Entries from a collection:
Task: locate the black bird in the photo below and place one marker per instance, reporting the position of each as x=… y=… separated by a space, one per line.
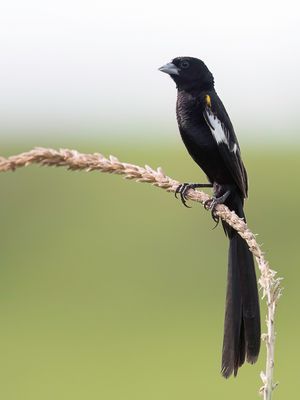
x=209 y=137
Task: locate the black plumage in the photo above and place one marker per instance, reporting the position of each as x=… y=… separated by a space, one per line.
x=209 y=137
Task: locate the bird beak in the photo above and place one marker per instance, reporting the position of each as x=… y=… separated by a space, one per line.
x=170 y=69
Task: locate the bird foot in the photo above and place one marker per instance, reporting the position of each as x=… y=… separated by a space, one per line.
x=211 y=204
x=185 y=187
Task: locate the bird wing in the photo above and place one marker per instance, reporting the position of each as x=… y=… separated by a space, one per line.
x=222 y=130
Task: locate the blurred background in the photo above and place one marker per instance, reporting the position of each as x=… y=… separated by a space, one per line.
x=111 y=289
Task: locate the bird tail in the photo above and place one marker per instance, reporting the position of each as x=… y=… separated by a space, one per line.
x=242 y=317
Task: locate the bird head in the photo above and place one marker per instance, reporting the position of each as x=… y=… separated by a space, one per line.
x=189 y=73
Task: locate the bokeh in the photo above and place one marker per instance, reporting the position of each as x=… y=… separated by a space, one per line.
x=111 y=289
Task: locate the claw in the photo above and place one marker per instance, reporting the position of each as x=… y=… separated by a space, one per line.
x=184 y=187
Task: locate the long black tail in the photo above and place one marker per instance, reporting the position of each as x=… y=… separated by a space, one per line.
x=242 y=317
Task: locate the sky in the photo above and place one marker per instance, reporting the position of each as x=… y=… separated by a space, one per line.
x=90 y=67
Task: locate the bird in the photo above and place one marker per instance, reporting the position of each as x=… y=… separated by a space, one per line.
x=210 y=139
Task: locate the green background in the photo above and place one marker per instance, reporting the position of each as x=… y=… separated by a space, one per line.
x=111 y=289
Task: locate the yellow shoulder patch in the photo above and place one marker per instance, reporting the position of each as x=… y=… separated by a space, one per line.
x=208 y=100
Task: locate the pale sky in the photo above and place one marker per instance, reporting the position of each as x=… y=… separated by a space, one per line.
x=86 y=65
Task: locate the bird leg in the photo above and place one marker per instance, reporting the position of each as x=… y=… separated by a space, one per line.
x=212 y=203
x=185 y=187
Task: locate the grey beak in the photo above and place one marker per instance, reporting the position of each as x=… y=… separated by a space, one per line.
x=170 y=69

==

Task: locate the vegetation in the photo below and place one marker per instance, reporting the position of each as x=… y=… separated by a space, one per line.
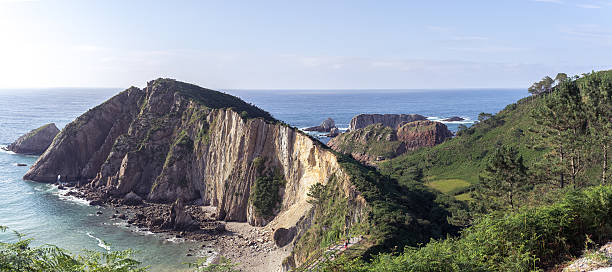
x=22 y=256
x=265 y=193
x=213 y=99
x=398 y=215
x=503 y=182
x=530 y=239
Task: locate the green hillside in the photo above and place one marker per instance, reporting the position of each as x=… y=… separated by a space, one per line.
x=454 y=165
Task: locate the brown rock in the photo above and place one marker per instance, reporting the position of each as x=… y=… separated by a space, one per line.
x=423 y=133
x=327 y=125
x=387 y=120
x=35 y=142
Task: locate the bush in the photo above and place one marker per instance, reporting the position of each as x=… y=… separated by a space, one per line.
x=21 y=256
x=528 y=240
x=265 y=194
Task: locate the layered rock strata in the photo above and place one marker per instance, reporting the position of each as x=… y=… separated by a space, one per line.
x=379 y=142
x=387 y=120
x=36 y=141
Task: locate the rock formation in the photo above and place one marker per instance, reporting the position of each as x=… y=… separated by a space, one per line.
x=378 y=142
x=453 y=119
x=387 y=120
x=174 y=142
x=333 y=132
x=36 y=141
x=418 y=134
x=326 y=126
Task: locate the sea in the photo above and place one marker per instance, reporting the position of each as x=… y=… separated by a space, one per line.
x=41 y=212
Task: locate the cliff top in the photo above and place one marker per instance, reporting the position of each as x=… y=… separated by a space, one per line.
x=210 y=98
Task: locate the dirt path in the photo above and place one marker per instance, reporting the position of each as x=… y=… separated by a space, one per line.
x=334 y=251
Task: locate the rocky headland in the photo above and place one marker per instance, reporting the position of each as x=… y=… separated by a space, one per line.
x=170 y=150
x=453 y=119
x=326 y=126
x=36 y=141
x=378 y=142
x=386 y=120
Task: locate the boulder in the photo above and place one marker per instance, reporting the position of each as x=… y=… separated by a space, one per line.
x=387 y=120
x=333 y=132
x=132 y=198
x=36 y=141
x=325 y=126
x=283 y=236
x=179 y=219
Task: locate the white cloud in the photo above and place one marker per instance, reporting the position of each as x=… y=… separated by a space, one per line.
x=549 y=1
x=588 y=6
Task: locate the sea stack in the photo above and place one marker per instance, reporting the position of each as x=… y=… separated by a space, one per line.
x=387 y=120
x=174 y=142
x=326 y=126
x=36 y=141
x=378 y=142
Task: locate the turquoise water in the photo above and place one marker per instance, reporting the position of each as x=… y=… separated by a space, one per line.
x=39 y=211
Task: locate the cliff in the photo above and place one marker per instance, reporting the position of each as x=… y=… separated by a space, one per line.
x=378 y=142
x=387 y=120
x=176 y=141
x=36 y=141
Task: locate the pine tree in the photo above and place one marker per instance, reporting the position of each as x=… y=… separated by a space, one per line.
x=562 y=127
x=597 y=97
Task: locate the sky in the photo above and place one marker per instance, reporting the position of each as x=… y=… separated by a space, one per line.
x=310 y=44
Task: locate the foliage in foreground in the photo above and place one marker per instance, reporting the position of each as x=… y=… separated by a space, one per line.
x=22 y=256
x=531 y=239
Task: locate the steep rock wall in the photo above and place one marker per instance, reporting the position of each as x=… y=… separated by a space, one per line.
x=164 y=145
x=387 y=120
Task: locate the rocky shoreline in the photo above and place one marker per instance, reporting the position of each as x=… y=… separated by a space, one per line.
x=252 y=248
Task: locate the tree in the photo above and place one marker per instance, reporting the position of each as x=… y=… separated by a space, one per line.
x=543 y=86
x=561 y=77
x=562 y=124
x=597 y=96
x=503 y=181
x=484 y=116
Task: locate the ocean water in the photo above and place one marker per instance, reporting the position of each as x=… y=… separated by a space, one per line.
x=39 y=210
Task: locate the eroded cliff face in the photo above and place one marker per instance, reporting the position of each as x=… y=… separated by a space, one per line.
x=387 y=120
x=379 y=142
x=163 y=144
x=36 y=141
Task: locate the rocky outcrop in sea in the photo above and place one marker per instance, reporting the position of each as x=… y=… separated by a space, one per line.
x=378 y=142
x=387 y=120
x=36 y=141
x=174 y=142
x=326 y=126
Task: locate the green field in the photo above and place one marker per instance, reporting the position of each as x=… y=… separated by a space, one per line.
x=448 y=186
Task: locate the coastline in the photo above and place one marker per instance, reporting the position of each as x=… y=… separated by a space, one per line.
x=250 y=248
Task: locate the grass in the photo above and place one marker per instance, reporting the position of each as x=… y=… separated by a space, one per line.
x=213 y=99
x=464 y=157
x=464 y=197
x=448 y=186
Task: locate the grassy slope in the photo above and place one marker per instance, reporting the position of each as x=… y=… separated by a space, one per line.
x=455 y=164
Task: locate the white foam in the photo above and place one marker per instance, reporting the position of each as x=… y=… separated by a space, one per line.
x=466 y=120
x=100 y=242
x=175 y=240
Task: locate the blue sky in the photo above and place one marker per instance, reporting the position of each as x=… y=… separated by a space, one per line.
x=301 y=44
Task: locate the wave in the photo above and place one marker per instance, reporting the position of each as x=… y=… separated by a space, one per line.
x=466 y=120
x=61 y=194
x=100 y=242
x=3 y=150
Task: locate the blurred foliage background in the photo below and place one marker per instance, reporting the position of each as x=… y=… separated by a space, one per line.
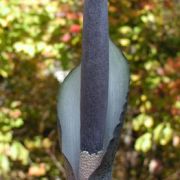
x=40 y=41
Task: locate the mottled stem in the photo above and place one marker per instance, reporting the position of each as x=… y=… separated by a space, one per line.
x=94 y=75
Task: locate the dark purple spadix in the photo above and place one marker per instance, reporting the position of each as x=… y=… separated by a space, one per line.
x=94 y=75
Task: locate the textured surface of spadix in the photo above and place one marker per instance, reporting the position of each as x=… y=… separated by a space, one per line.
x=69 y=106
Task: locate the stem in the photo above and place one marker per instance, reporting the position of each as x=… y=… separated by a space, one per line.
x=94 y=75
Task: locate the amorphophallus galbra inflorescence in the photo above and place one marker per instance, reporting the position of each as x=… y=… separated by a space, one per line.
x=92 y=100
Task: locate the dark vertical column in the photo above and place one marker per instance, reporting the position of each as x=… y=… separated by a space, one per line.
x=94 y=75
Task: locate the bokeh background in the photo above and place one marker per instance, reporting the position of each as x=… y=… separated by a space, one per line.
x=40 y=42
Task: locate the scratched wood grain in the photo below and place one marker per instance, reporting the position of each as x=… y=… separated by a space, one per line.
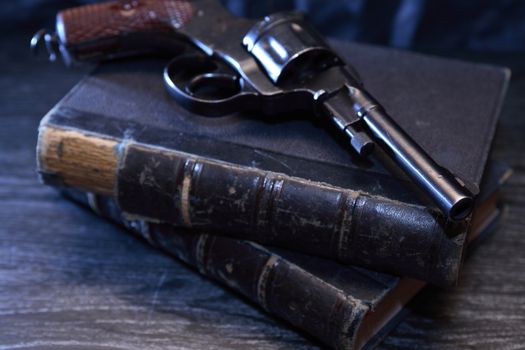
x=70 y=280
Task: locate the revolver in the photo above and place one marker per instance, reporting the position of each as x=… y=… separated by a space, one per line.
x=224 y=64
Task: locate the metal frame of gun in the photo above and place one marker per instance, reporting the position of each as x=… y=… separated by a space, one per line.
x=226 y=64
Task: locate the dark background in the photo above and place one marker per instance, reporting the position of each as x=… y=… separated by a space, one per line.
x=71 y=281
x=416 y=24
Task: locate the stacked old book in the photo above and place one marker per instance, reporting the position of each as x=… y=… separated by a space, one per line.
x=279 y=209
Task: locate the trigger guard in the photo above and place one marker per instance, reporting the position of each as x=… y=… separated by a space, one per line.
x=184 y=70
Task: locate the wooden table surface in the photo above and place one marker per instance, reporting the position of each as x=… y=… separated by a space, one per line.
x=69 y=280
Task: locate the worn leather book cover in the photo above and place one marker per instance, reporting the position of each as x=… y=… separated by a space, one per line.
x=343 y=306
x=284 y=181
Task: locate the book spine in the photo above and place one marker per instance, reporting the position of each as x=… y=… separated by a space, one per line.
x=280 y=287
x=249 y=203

YOUR OBJECTIVE: Reproduce the lines from the one containing "Task: locate the grassy" through the one containing "x=175 y=240", both included, keeping every character unchanged.

FINISHED TASK:
Task: locate the grassy slope in the photo above and place one marker per instance, reporting the position of each as x=… y=… separated by a space, one per line.
x=455 y=164
Task: locate the white foam in the photo above and place one marker per instance, reporting the position of each as x=… y=… separated by a space, one per line.
x=466 y=120
x=100 y=242
x=175 y=240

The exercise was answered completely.